Requirements
Reproduce the entries below word for word, leaving out the pictures.

Excerpted records
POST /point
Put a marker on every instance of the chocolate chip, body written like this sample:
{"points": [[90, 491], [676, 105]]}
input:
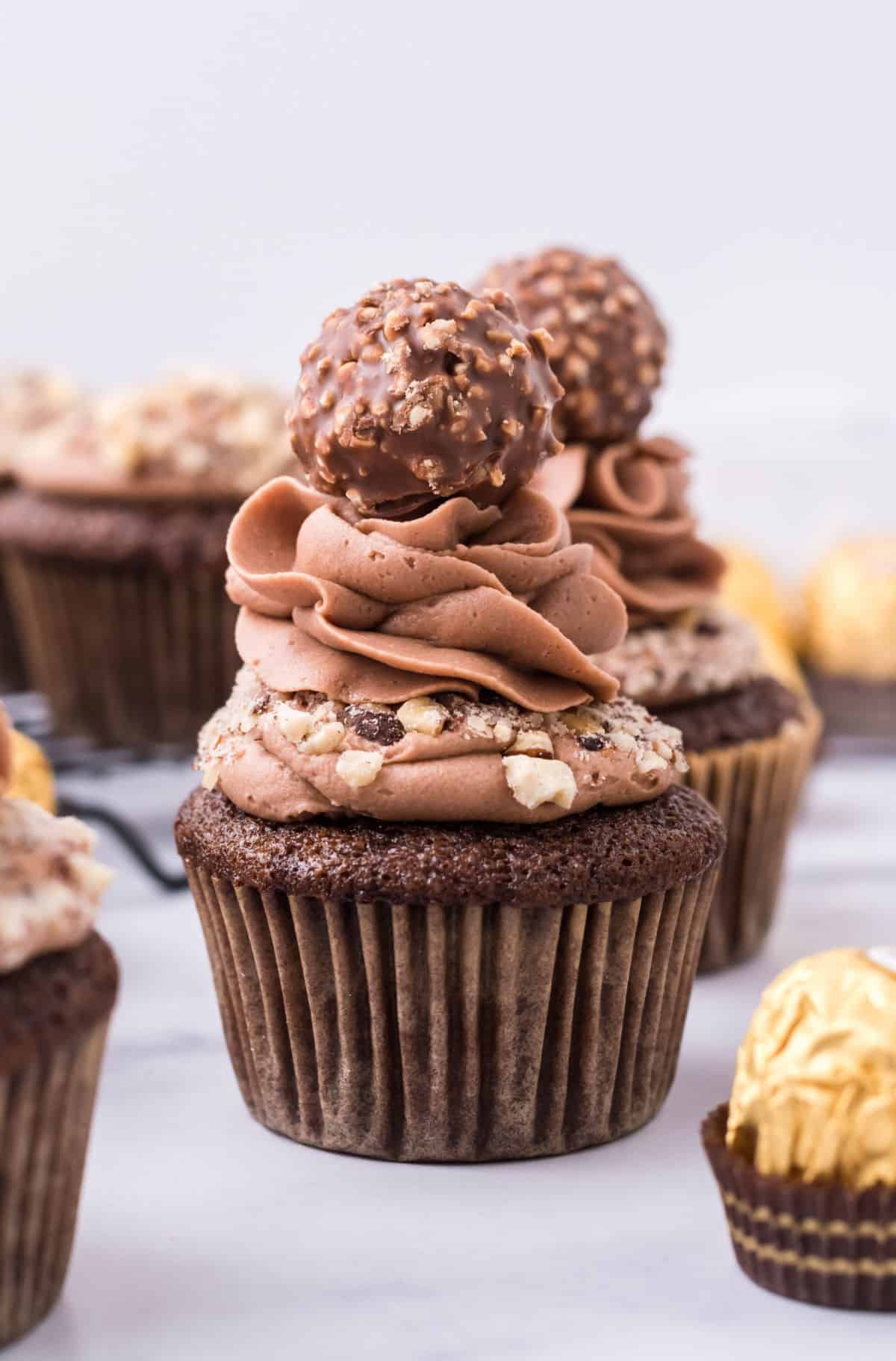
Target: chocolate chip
{"points": [[375, 726]]}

Solved exercise
POST /point
Put a marker on every instance of the chocolate chip, body written like this sample:
{"points": [[90, 491], [676, 105]]}
input:
Target: chocolate chip
{"points": [[375, 726]]}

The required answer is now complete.